» **Set of tasks**:
- A) In the Akron Marathon passage, how much does a Children's Champion commit to raising?
- B) Carry on the Akron Marathon passage from its last sentence.

» **Source document**:
..............................

This year, the Akron Marathon team will host more than 15,000 runners across its 2019 events all supporting Akron Children’s Hospital. Runners looking for a deeper level of engagement with the hospital can join the race as a Children’s Champion, a race participant committed to raising $250 to $1,000 for Akron Children’s Hospital.

..............................

» **Information shown**:
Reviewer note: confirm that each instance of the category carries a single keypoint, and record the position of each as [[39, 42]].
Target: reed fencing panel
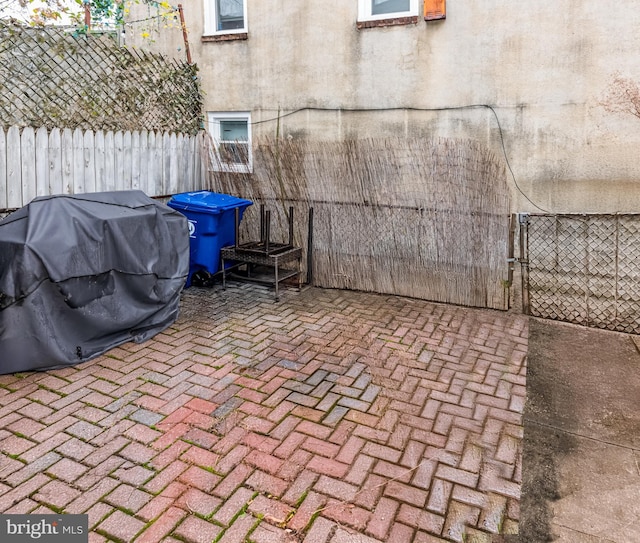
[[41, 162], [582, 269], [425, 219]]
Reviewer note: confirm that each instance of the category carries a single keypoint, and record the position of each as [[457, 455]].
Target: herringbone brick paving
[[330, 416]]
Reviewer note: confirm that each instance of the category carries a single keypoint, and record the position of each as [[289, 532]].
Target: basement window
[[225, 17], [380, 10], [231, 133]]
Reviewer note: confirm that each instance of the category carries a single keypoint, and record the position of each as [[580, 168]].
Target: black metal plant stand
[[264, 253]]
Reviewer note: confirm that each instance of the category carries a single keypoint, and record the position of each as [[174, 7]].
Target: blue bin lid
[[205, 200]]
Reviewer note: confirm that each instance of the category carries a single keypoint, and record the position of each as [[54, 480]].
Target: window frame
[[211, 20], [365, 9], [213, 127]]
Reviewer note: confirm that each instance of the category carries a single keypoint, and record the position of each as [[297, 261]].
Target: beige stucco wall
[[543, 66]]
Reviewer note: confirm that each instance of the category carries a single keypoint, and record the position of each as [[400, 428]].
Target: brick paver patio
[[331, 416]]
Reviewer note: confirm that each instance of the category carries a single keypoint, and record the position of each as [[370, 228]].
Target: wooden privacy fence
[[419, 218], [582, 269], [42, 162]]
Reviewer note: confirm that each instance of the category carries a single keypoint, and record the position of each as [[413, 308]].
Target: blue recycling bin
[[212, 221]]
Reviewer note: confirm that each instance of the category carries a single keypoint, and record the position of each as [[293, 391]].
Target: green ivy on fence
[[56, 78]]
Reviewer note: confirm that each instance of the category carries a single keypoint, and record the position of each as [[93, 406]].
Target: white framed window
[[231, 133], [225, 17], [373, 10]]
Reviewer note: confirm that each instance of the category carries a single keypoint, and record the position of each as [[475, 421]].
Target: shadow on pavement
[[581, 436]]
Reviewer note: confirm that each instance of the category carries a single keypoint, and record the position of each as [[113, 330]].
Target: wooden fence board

..............................

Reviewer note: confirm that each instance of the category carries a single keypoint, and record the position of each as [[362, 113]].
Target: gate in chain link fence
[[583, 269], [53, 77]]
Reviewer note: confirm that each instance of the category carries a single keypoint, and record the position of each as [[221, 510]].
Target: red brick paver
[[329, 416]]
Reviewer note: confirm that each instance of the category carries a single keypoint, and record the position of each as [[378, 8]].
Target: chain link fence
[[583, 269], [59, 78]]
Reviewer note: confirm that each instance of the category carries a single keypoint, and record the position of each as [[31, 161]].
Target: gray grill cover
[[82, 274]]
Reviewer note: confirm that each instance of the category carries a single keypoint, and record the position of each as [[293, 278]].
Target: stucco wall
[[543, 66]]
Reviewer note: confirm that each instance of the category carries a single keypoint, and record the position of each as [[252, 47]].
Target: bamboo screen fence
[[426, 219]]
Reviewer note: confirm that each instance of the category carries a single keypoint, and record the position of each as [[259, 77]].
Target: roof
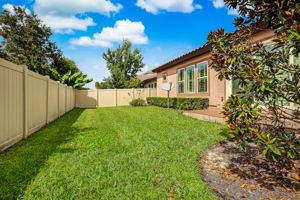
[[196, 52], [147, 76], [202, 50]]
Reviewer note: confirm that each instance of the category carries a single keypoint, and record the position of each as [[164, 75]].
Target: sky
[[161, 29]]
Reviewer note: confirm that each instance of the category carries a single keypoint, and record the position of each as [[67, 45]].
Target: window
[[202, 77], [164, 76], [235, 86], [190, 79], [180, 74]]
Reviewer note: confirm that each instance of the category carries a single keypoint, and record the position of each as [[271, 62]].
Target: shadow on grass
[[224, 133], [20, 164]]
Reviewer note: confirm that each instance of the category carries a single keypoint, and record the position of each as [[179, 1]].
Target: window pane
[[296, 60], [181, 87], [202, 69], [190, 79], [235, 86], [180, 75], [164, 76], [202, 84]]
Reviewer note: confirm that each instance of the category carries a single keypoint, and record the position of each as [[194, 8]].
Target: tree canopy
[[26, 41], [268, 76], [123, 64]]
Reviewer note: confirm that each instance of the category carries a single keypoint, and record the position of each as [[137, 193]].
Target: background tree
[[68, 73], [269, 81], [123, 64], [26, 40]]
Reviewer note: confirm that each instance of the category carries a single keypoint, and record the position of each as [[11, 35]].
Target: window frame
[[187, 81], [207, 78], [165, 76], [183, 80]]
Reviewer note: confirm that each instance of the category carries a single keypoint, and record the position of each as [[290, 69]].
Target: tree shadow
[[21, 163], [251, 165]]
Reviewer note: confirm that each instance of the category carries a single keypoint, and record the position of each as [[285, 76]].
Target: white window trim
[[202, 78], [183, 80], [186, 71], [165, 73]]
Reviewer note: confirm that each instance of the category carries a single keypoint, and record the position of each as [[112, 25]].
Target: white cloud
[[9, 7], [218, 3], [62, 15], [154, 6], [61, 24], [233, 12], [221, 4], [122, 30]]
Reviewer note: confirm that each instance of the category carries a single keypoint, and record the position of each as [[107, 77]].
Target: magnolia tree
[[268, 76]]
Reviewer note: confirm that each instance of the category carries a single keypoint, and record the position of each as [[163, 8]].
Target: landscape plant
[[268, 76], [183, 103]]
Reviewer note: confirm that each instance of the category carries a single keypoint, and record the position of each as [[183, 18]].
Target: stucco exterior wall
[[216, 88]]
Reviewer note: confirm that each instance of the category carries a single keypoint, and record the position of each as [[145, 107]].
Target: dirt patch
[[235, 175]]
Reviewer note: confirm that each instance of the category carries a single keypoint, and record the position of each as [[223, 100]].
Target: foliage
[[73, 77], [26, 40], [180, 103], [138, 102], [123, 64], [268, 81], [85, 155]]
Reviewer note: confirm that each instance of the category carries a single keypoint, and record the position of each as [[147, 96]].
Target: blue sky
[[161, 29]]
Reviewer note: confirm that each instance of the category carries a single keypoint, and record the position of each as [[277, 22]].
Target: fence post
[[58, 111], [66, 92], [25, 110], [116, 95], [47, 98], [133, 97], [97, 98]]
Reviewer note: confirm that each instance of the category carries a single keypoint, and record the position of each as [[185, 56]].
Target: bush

..............................

» **Answers to the exercises**:
- A) A Children's Champion commits to raising $250 to $1,000 for Akron Children's Hospital.

- B)
The National Interstate 8k & 1 Mile course highlights The University of Akron’s campus with a unique tour of downtown Akron. Although it is designed for speed, the course supports both runners and walkers on their way to the finish on Summa Field inside InfoCision Stadium. Supporters and runners will find an after-party with live music, food and 20 craft beer options.